## Extrait du document
——

Les frontières poreuses libanaises à la Quadriennale de Prague

Cette grand-messe de la scénographie, des arts de la scène et du théâtre se déroule cette semaine dans la capitale de la République tchèque. Le pays du Cèdre y participe pour la seconde fois. « L’Orient-Le Jour » a posé quelques questions à Hadi Damien, curateur et coordinateur national de la participation du Liban à cet événement.

L’exposition libanaise Decreased Reality dans le cadre de la Quadriennale de Prague, juin 2019.

Quelles sont les caractéristiques de la Quadriennale de Prague 2019 ?

La direction artistique de chaque édition de la Quadriennale de Prague définit une ligne artistique déclinée en plusieurs thèmes, selon les expositions et les projets au programme. Le thème arrêté pour cette année est Porous Borders, frontières poreuses, avec Transformation comme thème pour l’exposition nationale, et Imagination pour l’exposition des étudiants.

La Quadriennale se concentre essentiellement dans un seul méga espace : le Palais des expositions, sa plaza, les bâtiments annexes et le parc qui l’entoure. Un épicentre qui facilite les échanges et les flux entre les expositions et les projets au programme.

Les présentations du Liban sont proposées par une nouvelle équipe artistique. Les intervenants sont sollicités à travers un appel à participation selon les expositions et les projets définis par les organisateurs tchèques.


Comment se décline la représentation libanaise ?

——

## Entrées répertoriées
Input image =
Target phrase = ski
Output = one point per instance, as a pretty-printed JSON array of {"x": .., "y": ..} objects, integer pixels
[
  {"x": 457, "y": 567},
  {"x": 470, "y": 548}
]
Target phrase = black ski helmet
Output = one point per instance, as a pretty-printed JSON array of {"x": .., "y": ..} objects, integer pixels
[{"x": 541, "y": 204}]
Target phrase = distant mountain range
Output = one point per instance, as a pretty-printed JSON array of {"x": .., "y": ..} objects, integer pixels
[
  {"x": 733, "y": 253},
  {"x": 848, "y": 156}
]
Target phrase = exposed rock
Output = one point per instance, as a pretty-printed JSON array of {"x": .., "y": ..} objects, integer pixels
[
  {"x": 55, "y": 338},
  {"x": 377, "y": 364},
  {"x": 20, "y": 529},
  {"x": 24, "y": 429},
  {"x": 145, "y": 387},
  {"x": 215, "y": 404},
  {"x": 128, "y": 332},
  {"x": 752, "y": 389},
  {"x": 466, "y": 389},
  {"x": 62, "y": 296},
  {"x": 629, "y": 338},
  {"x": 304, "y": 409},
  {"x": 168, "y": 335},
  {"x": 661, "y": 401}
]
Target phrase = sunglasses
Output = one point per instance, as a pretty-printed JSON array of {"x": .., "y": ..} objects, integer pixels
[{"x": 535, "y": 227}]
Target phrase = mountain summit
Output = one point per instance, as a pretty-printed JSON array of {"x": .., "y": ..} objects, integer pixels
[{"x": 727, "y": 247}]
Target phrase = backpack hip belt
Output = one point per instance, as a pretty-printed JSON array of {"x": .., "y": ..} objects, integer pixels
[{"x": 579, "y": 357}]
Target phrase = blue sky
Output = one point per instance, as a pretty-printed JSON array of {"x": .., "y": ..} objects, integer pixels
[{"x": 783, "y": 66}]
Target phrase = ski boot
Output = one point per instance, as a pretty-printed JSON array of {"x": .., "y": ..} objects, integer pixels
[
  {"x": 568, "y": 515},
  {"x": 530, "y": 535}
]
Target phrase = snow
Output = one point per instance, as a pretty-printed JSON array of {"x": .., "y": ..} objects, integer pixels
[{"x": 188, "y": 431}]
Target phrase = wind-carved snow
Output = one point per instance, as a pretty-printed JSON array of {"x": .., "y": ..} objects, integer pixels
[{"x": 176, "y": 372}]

——

## Travail demandé
Mettez à jour le passage de l'extrait sur la Quadriennale de Prague compris entre « L’exposition libanaise Decreased » et « entre les expositions et les projets au programme. », inclus, en remplaçant « parc » par « jardin », s'il vous plaît. Vous n'aurez pas besoin de ces données.

## Exercice terminé
L’exposition libanaise Decreased Reality dans le cadre de la Quadriennale de Prague, juin 2019.

Quelles sont les caractéristiques de la Quadriennale de Prague 2019 ?

La direction artistique de chaque édition de la Quadriennale de Prague définit une ligne artistique déclinée en plusieurs thèmes, selon les expositions et les projets au programme. Le thème arrêté pour cette année est Porous Borders, frontières poreuses, avec Transformation comme thème pour l’exposition nationale, et Imagination pour l’exposition des étudiants.

La Quadriennale se concentre essentiellement dans un seul méga espace : le Palais des expositions, sa plaza, les bâtiments annexes et le jardin qui l’entoure. Un épicentre qui facilite les échanges et les flux entre les expositions et les projets au programme.